◆ **Text segment**

The Blended Learning Experience in Nigeria

Jarret Cassaniti

JHU∙CCP | Program Officer

One thing I enjoy about visiting Nigeria and working with our partners who regulate and promote laboratory science is helping institute change to the Nigerian health system. In an article from the Nigeria Tribune, the Association of Medical Laboratory Scientists of Nigeria (AMLSN) points out that according to the 2011 Mo Ibrahim African Governance Index, Nigeria’s health service ranks 51st out of the 54 countries in Africa.

Promoting eLearning in Nigeria

 

Mr Monday Tokdung, Technical Assistant to the MLSCN Registrar/CEO at event promoting the CPD project to AMLSN branch leadership. 

My recent trip to Nigeria focused on continuing K4Health’s assistance in the development and use of eLearning courses and a Continuing Professional Development (CPD) policy for Medical Laboratory Scientists (MLS). One of our partners, the Medical Laboratory Science Council of Nigeria (MLSCN), recently approved the CPD policy described in my last post on eLearning as a Vital Component of Continuing Professional Development.

The progress made by the MLSCN reflects the adoption of CPD among health systems across the developing world as outlined in a technical brief by CapacityPlus.

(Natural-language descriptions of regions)

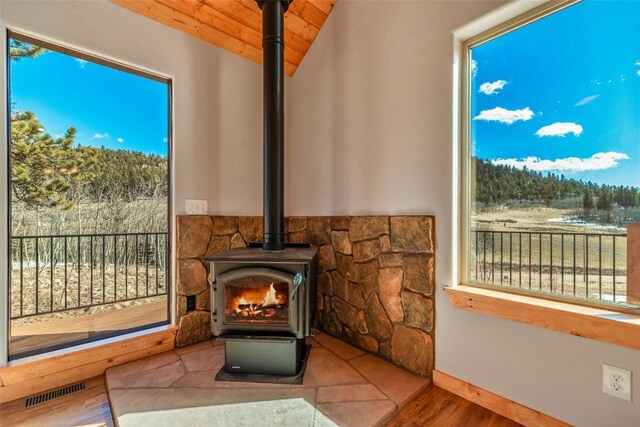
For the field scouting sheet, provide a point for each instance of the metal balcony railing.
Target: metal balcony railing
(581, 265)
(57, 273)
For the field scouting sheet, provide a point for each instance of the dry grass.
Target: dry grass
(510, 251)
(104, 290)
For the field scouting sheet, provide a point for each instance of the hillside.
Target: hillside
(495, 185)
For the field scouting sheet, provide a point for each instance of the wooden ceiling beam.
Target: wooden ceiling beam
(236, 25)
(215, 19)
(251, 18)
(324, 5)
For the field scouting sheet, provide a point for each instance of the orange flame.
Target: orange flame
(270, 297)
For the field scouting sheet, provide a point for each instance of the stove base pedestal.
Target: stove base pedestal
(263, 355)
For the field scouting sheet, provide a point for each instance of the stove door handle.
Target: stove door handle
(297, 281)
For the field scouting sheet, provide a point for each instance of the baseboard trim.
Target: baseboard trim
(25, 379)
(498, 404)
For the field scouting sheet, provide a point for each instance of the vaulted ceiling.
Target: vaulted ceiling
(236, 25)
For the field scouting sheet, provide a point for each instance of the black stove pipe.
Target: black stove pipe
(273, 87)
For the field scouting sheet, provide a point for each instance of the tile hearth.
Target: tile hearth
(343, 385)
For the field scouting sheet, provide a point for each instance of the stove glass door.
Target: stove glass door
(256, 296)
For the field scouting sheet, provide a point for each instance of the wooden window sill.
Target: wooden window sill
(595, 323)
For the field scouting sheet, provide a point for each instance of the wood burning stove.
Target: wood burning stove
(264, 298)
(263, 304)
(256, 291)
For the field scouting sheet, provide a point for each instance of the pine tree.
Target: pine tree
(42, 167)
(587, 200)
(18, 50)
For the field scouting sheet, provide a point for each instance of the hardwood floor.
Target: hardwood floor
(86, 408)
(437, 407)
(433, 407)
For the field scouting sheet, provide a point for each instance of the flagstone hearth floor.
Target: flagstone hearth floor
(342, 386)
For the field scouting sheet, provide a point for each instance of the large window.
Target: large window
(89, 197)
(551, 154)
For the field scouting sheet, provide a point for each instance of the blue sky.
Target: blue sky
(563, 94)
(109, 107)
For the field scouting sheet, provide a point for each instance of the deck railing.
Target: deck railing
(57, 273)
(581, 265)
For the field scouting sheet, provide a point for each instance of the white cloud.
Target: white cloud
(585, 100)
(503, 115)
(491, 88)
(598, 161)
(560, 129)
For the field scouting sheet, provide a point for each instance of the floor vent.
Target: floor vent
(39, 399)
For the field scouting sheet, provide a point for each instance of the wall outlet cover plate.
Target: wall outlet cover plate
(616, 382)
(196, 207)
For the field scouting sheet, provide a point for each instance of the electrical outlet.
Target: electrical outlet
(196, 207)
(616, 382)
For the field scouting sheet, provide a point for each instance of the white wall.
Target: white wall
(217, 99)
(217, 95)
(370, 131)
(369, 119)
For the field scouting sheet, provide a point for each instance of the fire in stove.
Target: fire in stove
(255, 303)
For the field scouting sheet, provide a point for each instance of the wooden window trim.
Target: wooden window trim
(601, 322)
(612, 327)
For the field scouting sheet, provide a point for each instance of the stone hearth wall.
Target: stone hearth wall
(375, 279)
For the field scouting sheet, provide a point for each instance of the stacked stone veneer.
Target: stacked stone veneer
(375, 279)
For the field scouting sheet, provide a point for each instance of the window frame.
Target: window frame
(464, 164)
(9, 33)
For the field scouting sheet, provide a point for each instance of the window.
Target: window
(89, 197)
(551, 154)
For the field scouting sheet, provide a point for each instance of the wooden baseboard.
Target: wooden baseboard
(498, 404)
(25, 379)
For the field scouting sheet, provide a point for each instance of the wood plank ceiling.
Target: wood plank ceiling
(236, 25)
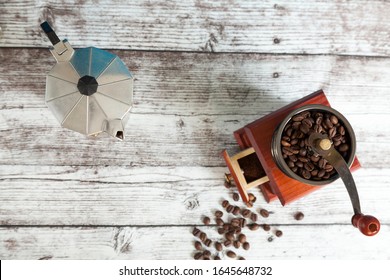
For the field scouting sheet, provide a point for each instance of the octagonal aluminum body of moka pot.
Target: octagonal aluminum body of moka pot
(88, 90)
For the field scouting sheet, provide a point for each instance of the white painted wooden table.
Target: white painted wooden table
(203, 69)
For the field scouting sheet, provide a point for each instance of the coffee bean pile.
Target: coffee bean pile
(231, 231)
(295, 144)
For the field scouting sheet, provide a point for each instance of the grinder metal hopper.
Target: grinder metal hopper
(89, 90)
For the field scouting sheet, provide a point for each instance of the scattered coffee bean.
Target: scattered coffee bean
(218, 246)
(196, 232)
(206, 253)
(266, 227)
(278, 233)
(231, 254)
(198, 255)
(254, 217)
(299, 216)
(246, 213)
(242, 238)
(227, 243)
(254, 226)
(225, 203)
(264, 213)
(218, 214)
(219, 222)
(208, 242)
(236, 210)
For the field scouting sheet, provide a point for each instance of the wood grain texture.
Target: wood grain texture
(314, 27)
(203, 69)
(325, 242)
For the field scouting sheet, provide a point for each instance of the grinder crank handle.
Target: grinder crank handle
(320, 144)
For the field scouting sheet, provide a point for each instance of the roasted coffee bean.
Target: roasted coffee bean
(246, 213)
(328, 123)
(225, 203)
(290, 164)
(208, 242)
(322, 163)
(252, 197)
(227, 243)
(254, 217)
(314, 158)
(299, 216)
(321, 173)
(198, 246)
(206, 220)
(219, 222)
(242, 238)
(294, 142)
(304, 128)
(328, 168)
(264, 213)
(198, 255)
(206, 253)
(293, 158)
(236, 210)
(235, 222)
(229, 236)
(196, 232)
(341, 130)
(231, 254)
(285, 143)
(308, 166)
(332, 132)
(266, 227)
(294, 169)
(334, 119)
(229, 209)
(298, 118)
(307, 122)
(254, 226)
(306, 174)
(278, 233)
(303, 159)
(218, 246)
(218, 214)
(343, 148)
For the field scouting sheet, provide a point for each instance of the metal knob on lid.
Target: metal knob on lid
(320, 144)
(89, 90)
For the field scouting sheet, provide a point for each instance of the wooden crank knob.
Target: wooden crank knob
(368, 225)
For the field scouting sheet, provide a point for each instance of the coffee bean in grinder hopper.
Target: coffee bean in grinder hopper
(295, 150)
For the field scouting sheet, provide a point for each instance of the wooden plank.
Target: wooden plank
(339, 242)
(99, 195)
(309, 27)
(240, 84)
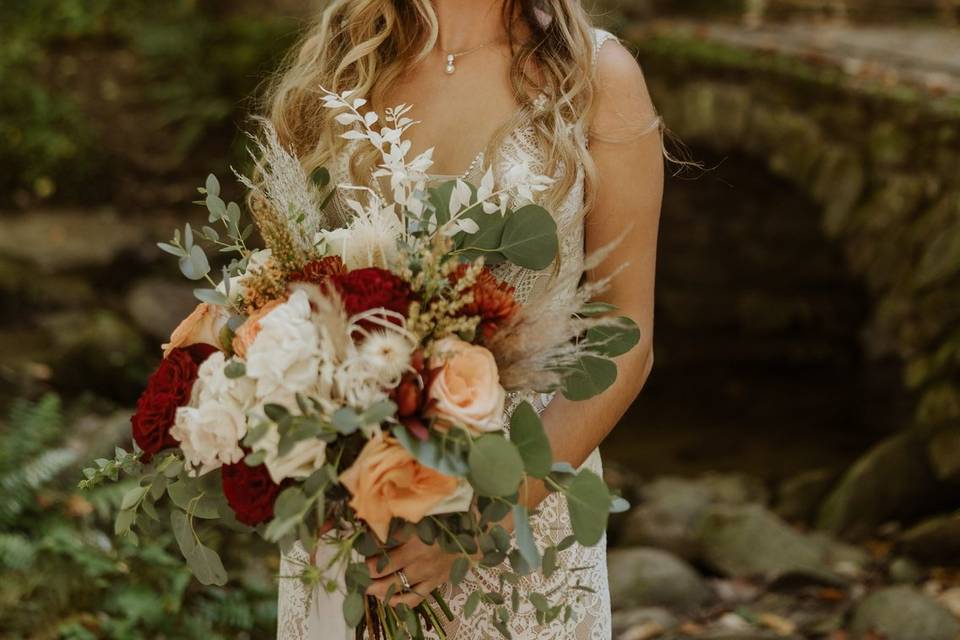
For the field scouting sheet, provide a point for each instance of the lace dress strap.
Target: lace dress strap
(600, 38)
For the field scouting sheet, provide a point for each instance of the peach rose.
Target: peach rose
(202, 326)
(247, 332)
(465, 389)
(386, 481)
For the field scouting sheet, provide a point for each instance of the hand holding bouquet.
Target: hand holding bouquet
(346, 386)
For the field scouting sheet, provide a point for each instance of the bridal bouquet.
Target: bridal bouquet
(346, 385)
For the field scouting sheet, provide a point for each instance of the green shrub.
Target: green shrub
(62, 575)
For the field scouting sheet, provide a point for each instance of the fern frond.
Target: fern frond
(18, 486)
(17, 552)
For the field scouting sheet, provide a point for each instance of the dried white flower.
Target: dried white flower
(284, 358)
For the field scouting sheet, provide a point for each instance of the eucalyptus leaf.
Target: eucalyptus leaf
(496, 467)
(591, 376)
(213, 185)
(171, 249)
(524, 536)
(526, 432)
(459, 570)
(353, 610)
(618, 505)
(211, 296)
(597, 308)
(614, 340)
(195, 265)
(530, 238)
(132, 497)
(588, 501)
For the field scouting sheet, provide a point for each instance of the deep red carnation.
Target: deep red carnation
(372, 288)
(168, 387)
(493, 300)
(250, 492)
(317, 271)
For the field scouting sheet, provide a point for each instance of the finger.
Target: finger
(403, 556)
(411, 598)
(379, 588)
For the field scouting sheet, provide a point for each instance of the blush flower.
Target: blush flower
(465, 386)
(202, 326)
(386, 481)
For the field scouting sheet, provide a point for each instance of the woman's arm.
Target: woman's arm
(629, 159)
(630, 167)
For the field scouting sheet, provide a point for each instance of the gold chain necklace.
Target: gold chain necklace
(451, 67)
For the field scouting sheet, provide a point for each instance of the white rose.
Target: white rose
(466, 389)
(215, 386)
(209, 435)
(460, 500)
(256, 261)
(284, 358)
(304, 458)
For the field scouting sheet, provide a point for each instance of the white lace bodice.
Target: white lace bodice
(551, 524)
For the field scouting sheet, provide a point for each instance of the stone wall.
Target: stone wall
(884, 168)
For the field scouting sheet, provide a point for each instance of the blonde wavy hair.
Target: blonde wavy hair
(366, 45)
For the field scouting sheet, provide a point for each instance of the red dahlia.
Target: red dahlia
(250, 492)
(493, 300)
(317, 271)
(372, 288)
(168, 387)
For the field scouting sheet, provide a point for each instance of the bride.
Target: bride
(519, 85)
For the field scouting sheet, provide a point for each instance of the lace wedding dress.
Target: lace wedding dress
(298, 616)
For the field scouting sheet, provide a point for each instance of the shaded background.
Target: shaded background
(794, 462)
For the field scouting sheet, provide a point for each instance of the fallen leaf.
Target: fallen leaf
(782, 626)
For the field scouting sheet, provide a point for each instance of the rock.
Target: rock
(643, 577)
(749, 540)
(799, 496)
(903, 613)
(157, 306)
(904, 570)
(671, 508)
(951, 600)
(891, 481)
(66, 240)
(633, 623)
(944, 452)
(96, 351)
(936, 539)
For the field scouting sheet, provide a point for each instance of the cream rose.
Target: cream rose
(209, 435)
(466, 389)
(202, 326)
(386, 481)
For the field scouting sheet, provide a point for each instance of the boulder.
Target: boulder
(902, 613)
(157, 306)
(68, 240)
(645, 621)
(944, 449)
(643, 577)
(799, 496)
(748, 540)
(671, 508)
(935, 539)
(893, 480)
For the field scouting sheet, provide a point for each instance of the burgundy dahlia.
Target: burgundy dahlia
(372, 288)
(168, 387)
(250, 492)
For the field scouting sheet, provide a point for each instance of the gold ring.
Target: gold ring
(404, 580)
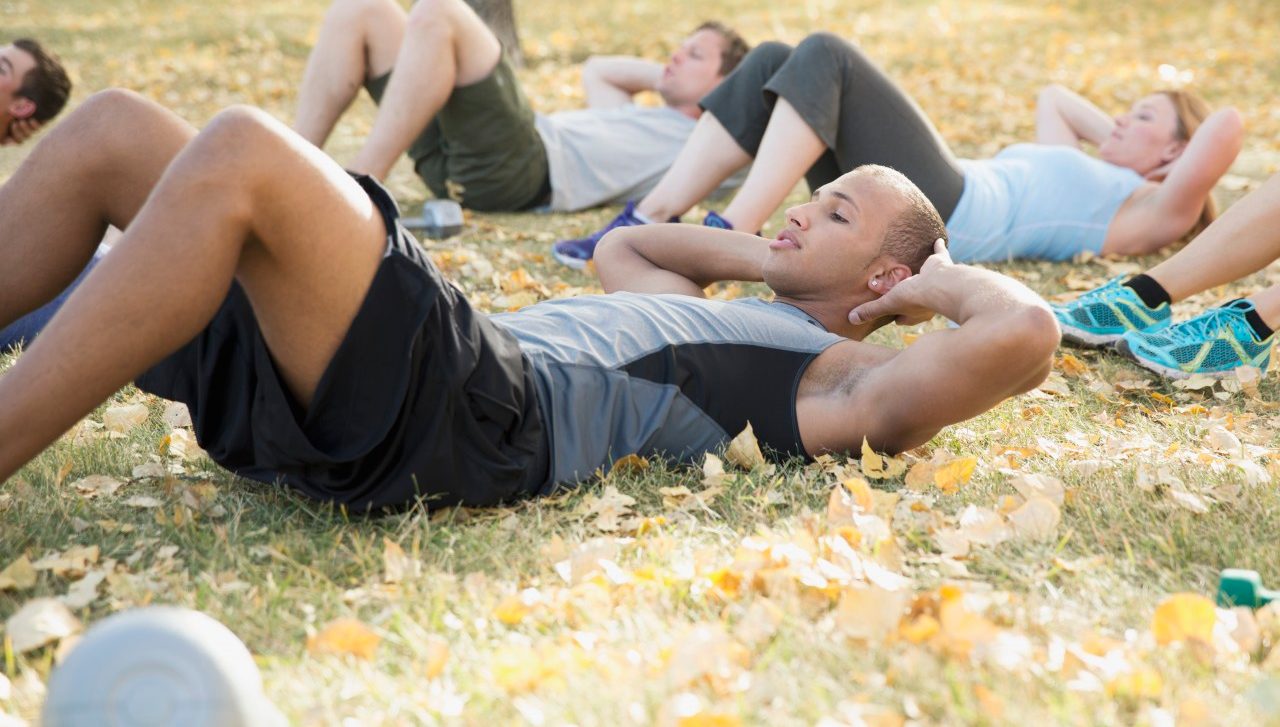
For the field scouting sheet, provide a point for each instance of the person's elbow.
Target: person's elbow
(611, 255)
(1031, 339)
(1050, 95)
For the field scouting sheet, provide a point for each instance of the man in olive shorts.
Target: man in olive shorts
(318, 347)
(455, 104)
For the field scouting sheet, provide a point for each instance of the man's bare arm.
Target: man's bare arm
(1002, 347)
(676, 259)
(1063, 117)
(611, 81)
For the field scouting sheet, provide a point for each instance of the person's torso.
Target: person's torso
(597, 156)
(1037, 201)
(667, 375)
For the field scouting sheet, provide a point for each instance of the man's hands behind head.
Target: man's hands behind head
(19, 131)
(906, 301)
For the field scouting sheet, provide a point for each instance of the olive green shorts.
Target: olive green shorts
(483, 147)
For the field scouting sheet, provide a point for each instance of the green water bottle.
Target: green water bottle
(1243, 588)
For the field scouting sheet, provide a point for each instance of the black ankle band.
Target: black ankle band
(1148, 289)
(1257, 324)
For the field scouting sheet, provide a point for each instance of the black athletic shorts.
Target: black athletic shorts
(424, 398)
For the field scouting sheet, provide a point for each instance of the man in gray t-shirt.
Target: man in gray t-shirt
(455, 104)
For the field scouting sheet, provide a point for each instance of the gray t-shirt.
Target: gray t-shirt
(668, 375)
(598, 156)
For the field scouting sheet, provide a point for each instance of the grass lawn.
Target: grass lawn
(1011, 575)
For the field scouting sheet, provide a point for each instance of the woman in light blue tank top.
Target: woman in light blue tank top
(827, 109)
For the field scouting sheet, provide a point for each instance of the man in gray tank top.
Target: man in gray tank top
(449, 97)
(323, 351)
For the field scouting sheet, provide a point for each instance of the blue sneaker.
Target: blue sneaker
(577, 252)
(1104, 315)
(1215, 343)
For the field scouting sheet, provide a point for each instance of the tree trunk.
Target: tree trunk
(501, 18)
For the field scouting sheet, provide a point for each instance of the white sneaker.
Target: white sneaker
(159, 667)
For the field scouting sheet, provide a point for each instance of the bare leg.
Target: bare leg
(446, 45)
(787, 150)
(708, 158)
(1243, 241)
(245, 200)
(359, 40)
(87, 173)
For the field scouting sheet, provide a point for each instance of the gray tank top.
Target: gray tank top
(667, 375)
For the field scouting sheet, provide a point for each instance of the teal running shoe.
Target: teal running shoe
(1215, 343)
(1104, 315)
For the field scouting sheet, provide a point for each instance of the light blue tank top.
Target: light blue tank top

◆ **Problem requirements**
Copy the passage from the post on blended learning in Nigeria starting at "My recent trip" and ending at "brief by CapacityPlus.". You can set the records aside; they are not needed here.

◆ **Response box**
My recent trip to Nigeria focused on continuing K4Health’s assistance in the development and use of eLearning courses and a Continuing Professional Development (CPD) policy for Medical Laboratory Scientists (MLS). One of our partners, the Medical Laboratory Science Council of Nigeria (MLSCN), recently approved the CPD policy described in my last post on eLearning as a Vital Component of Continuing Professional Development.

The progress made by the MLSCN reflects the adoption of CPD among health systems across the developing world as outlined in a technical brief by CapacityPlus.